**What you should do**.
Please rewrite the whole listing below as a numbered list, omitting any blank lines and leaving the pictures out.

─── Dataset extract

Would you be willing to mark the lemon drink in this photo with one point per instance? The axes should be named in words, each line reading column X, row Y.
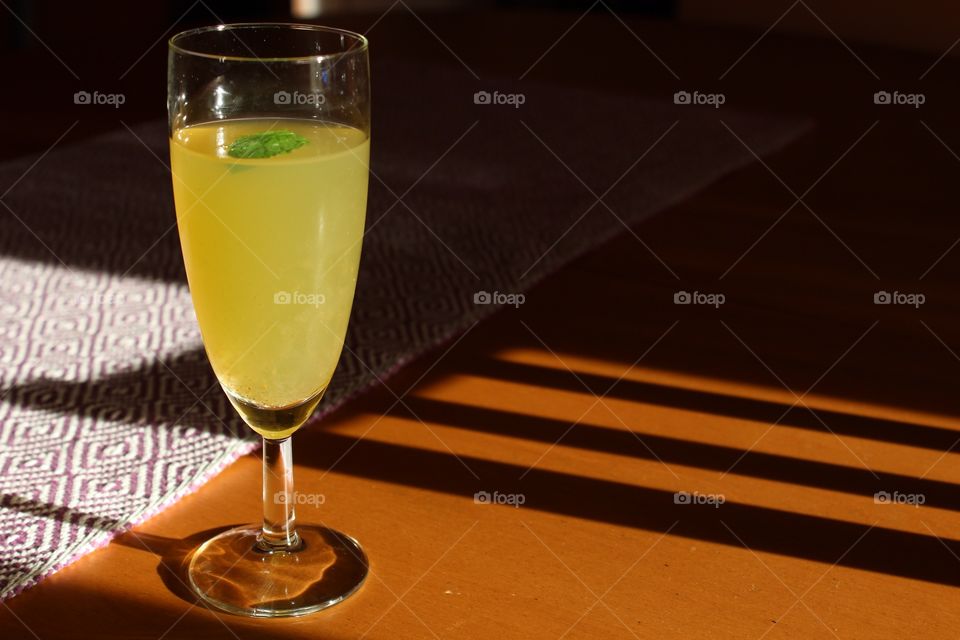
column 271, row 216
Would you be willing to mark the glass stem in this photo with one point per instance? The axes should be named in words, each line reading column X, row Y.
column 279, row 519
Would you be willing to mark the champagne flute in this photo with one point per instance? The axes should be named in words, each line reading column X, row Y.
column 269, row 130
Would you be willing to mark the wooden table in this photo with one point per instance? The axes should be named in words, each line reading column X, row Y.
column 781, row 413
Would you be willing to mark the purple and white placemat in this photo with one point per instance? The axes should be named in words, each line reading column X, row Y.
column 108, row 409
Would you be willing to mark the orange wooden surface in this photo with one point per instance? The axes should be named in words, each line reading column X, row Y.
column 600, row 398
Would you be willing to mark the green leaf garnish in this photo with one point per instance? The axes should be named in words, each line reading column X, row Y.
column 266, row 144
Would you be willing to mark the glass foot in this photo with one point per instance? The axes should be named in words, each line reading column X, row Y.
column 232, row 573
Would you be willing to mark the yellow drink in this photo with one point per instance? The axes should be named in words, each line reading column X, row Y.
column 271, row 247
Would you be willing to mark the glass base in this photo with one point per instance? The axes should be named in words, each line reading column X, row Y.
column 232, row 573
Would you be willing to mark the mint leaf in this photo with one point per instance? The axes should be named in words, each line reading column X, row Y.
column 266, row 144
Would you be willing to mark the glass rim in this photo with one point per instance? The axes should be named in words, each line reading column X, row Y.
column 356, row 37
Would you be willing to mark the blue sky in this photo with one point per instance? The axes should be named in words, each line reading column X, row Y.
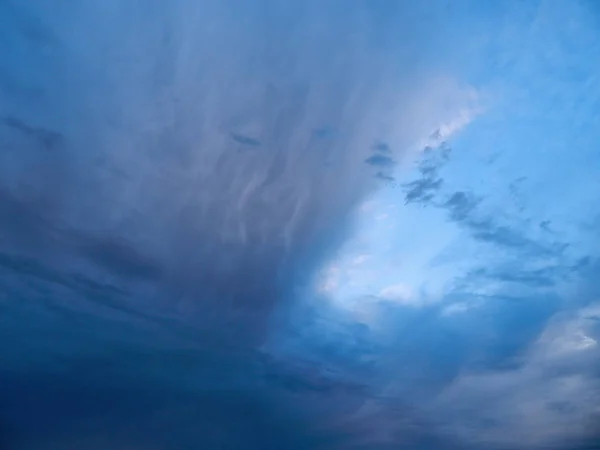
column 268, row 224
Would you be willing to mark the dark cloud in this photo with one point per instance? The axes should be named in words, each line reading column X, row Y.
column 150, row 270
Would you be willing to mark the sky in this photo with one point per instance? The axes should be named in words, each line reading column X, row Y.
column 305, row 225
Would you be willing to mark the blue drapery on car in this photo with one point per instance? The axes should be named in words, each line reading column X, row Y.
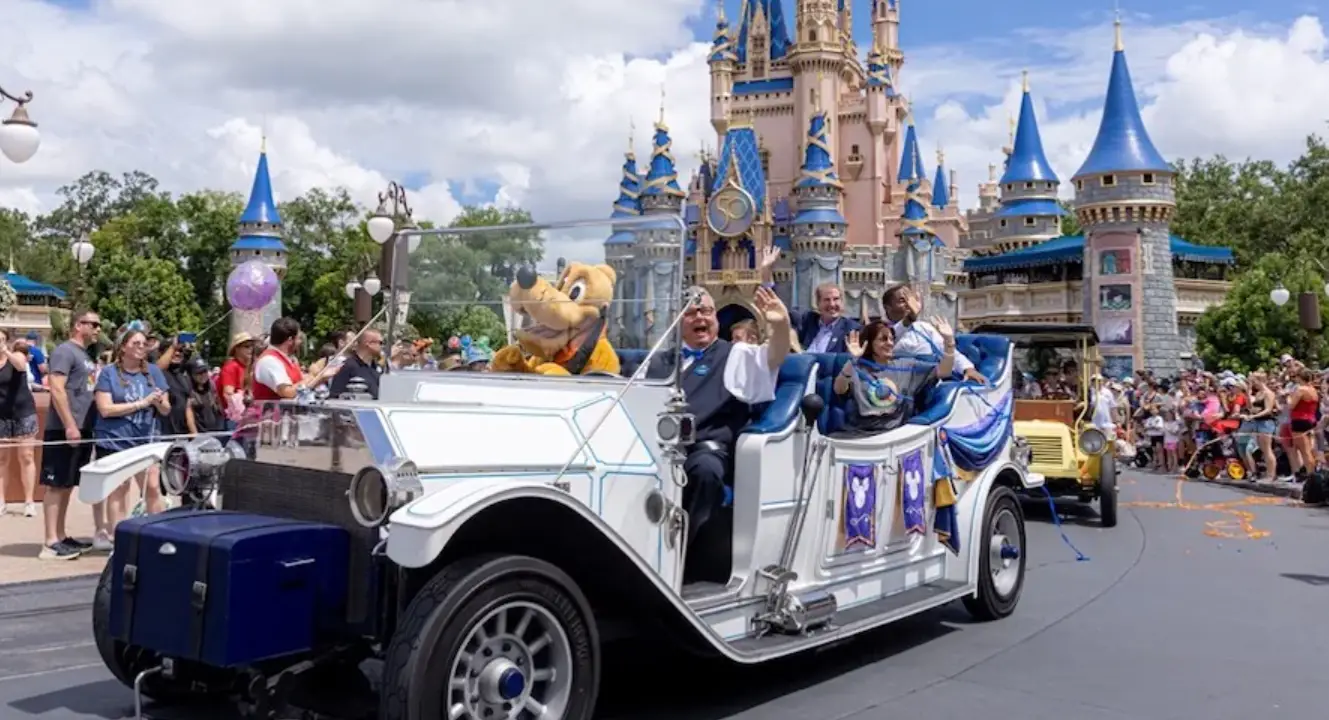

──────

**Response to this exercise**.
1. Would you be willing to mark the lemon drink in this photo with one point per instance? The axes should be named in words, each line reading column X, row Y.
2. column 271, row 216
3. Would you be willing to mark the glass stem in this photo with one point per instance? The axes should be named in words, each line reading column X, row Y.
4. column 279, row 519
5. Would you be willing to mark the champagne flute in this photo with one point per instance? The axes should be named in words, each line reading column X, row Y.
6. column 269, row 130
7. Would you be willing to mark the wooden table in this photo with one point per instance? The axes should be named in words, each line reading column X, row Y.
8. column 781, row 413
9. Would you be willing to mark the purple and white placemat in this photo with one point per instance? The axes should be named in words, each line reading column X, row Y.
10. column 108, row 409
11. Would you be willing to mark the orange wooden surface in this photo with one point per instance? The axes should be named in words, each line reading column X, row Y.
12. column 600, row 398
13. Would you be willing to mark the green leaf garnish in this photo with one point per instance? The axes should be named in words, each line reading column X, row Y.
14. column 266, row 144
15. Would you be willing to mark the glass foot in this photo with one point per instance? The axes should be named in words, each line reading column X, row Y.
16. column 232, row 573
17. Would you be willing to mark the yellow drink in this photo with one point per instance? The axes should be named in words, each line reading column X, row Y.
18. column 271, row 247
19. Would you be willing to mark the glass base in this photo with one point per instance? The axes should be named in words, each line reading column X, row Y.
20. column 232, row 573
21. Would you be willing to mark the mint leaf in this photo with one point per instance? The axes should be named in words, each line reading column X, row Y.
22. column 266, row 144
23. Would you be willing to mark the glass rim in this photo with one point per instance? The axes should be named in words, each line reading column X, row Y.
24. column 356, row 37
25. Would you be willing to mark the blue sky in this photo with one point per instance? The axes should be named in words, each line reading column X, row Y.
26. column 268, row 224
27. Would you be willing to mark the dark cloud in this photo with one point per instance? The axes should be named in words, each line reading column X, row Y.
28. column 150, row 270
29. Would you be willing to mark the sky in this photo with one point per instance? The axes should be named in words, each line reading column X, row Y.
30. column 305, row 225
31. Would you be willing to mark the blue drapery on car in this photo with one point per instance? The axes should be named in words, each line reading column X, row Y.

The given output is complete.